_Data extract_

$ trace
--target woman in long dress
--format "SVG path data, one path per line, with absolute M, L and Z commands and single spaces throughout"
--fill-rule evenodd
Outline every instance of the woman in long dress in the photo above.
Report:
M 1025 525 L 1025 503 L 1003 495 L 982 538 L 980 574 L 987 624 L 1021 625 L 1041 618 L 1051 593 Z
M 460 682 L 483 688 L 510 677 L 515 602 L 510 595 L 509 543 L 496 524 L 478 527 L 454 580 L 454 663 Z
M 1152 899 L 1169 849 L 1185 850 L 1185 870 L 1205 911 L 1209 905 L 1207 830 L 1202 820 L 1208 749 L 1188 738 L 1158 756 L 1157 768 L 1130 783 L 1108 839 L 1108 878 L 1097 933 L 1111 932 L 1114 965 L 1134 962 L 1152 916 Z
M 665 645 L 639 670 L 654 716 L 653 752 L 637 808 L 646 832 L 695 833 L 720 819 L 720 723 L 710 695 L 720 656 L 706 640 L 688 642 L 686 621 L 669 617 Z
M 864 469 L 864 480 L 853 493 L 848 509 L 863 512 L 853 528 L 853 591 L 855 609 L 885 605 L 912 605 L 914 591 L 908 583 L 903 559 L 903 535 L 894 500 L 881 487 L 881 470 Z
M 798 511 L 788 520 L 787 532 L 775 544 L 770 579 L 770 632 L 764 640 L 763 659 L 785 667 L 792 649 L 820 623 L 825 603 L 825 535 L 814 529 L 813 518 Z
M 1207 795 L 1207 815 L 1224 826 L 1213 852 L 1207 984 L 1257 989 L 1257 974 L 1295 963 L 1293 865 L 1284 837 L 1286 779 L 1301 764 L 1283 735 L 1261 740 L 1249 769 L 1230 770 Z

_Exercise_
Could you reproduce every record exactly as it appears?

_Answer to this exercise_
$ trace
--target woman in long dress
--format "SVG path data, one path per line, with absolute M, L and Z commands and single spaces throughout"
--fill-rule evenodd
Outline every instance of the woman in long dress in the photo above.
Report:
M 1025 525 L 1025 503 L 1003 495 L 982 538 L 980 574 L 987 624 L 1021 625 L 1041 618 L 1051 593 Z
M 460 682 L 483 688 L 510 677 L 515 602 L 510 595 L 509 543 L 496 524 L 478 527 L 454 580 L 454 663 Z
M 1152 899 L 1169 849 L 1185 850 L 1185 870 L 1205 911 L 1209 905 L 1207 830 L 1202 820 L 1208 749 L 1188 738 L 1158 756 L 1157 768 L 1130 783 L 1108 839 L 1108 878 L 1097 933 L 1111 932 L 1114 965 L 1134 962 L 1152 916 Z
M 665 645 L 639 670 L 654 716 L 653 752 L 637 808 L 646 832 L 695 833 L 720 819 L 720 723 L 710 695 L 720 656 L 706 640 L 688 642 L 686 621 L 669 617 Z
M 864 469 L 864 480 L 853 493 L 848 509 L 863 512 L 853 528 L 853 591 L 855 609 L 885 605 L 912 605 L 914 591 L 908 583 L 903 559 L 903 535 L 894 500 L 881 487 L 881 470 Z
M 798 511 L 788 520 L 787 532 L 775 544 L 770 579 L 770 632 L 764 640 L 763 659 L 785 667 L 792 649 L 820 623 L 825 603 L 825 535 L 814 529 L 813 518 Z
M 1207 795 L 1207 815 L 1224 826 L 1213 852 L 1207 984 L 1257 989 L 1257 974 L 1295 963 L 1293 865 L 1284 837 L 1286 779 L 1301 764 L 1283 735 L 1261 740 L 1249 769 L 1230 770 Z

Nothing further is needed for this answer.